#### PROBLEM DESCRIPTION
What lines of the data below hold "outline"? Show them.

#### WORKING DATA
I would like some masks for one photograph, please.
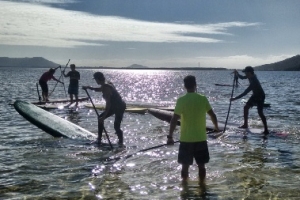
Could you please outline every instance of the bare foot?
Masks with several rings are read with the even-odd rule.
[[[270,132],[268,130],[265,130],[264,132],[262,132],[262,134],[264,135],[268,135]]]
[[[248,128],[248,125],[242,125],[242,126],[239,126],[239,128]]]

* * *

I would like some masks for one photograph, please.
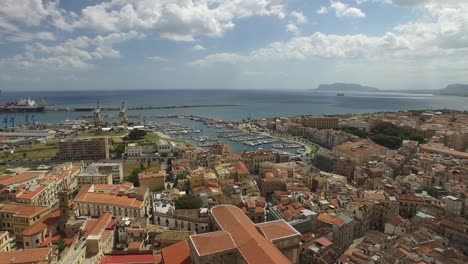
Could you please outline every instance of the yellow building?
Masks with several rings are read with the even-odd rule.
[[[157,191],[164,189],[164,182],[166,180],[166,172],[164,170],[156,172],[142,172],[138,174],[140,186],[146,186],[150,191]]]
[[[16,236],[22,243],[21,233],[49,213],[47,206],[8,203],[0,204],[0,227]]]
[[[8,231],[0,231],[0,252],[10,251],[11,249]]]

#### COMPLETED TASK
Could you please outline every instance of the bare foot?
Could you please outline every instance of the yellow building?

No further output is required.